(Items listed in a dataset)
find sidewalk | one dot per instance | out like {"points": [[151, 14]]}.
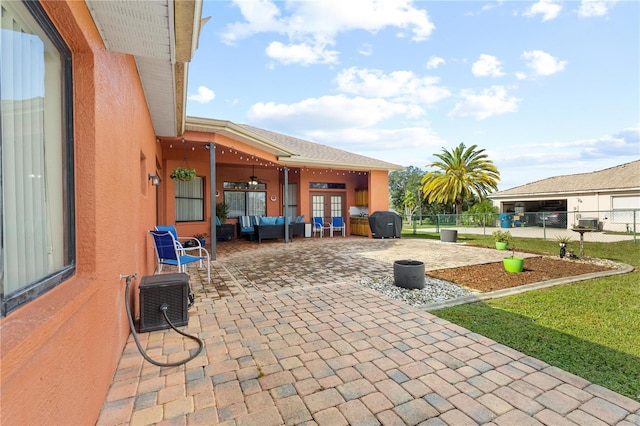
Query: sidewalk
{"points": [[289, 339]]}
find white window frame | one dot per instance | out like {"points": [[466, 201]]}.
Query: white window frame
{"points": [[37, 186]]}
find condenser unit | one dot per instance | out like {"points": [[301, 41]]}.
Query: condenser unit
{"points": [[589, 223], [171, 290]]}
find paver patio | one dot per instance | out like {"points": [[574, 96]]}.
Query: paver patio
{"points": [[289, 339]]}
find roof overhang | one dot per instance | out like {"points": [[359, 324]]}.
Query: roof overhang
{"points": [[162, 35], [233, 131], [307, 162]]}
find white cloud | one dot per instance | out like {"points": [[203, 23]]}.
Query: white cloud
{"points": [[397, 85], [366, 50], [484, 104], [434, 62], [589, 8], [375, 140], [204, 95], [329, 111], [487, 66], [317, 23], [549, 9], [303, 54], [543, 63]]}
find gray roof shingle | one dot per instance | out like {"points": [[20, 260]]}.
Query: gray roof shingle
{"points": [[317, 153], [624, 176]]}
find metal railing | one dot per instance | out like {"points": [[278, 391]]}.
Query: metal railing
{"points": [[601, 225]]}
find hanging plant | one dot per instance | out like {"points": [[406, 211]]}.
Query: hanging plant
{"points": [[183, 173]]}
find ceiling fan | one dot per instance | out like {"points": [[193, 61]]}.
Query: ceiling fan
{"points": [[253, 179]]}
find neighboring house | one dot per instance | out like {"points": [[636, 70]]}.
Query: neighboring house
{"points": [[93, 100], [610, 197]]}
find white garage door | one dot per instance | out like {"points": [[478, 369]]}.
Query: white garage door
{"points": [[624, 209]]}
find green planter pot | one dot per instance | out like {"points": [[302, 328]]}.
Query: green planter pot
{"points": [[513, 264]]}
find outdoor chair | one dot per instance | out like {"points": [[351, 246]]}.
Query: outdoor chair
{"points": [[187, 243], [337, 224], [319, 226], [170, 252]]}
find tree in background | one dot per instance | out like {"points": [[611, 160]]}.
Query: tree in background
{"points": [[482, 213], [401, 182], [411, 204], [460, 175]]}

==

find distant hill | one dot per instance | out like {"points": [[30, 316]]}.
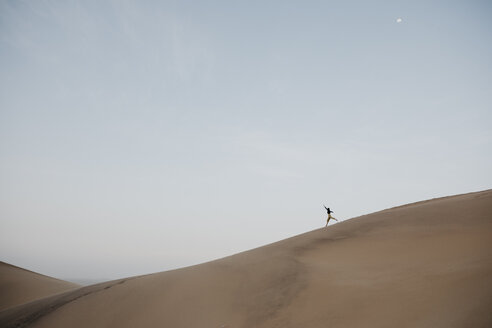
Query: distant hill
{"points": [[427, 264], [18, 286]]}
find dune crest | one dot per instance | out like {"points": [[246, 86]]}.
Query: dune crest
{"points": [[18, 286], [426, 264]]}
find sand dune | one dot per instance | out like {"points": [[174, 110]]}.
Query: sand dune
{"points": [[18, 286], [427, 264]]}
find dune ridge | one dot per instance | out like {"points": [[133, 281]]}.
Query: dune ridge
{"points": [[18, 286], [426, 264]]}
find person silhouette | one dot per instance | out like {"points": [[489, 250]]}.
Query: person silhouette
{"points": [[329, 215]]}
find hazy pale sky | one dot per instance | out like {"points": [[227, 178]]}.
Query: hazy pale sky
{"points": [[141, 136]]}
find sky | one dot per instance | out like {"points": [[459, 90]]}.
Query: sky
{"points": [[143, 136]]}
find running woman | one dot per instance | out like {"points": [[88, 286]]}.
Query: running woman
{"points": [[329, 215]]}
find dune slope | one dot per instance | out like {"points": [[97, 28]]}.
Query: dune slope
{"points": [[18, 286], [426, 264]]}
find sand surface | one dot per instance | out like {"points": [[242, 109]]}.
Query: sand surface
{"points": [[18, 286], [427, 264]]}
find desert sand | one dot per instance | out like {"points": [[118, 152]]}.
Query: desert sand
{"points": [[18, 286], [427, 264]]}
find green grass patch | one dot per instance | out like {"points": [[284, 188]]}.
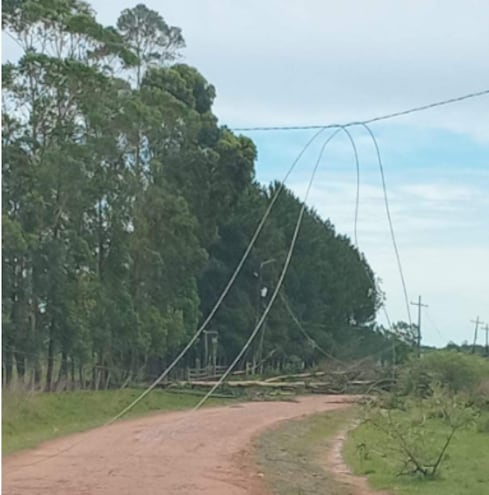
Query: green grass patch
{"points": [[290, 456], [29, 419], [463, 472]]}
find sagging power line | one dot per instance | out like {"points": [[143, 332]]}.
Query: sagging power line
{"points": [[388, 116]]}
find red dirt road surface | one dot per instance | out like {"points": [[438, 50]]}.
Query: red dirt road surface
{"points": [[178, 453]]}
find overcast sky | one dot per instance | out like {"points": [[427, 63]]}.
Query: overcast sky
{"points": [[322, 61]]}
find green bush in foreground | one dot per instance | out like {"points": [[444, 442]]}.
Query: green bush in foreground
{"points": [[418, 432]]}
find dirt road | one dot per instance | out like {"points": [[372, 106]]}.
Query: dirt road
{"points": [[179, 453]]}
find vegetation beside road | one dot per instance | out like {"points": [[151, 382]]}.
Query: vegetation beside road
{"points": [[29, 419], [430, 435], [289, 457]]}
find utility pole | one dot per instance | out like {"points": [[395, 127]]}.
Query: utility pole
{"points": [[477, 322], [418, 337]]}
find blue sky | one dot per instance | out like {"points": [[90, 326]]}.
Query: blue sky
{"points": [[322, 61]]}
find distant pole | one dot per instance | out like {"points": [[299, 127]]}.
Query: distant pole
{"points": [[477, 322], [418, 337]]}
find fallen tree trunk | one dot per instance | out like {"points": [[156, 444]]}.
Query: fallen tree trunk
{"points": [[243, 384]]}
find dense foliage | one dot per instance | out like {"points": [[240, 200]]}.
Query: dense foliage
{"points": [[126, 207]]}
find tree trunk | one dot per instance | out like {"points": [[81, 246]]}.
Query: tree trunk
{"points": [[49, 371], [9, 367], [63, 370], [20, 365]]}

* * *

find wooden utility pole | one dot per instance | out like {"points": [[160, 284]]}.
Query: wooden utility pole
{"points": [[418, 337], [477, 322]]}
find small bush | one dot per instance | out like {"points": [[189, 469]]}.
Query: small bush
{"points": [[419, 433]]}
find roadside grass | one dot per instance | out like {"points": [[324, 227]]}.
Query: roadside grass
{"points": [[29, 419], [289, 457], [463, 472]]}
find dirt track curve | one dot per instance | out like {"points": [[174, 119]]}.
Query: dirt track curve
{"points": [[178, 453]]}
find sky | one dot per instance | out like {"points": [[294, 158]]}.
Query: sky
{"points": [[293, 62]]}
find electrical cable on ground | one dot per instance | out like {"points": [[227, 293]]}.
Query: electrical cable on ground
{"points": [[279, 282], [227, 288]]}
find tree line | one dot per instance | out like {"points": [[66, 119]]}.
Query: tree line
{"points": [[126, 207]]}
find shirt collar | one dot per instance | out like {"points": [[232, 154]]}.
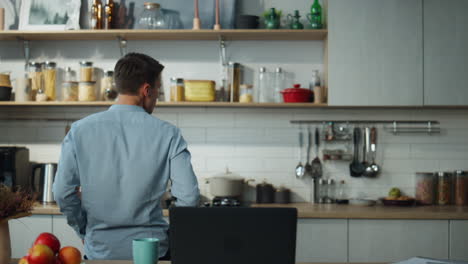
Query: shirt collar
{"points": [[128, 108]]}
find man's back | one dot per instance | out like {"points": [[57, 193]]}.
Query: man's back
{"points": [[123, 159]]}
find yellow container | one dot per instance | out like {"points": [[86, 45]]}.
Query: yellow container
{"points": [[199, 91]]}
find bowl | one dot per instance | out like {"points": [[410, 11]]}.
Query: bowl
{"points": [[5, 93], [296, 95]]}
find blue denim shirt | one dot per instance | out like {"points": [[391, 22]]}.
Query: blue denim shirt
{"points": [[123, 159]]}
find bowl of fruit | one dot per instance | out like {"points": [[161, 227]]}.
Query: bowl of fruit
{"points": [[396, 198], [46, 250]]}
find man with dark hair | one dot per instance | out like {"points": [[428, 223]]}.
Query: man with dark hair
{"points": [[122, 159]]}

• Requirement: Using the entries above, repeat exactly the lines from the one with "find sidewalk |" to the one with "find roof overhang", both included, and leave the pictures behind.

• Solution for this problem:
find sidewalk | one dot per instance | out like {"points": [[151, 14]]}.
Query: sidewalk
{"points": [[289, 339]]}
find white window frame | one dot per instance | out like {"points": [[466, 201]]}.
Query: white window frame
{"points": [[37, 186]]}
find condenser unit | one dot per instance | out like {"points": [[301, 41]]}.
Query: condenser unit
{"points": [[589, 223], [171, 290]]}
find paver patio | one dot per instance | out like {"points": [[574, 96]]}.
Query: paver patio
{"points": [[289, 339]]}
find roof overhang | one dot per instance | out like {"points": [[359, 324]]}.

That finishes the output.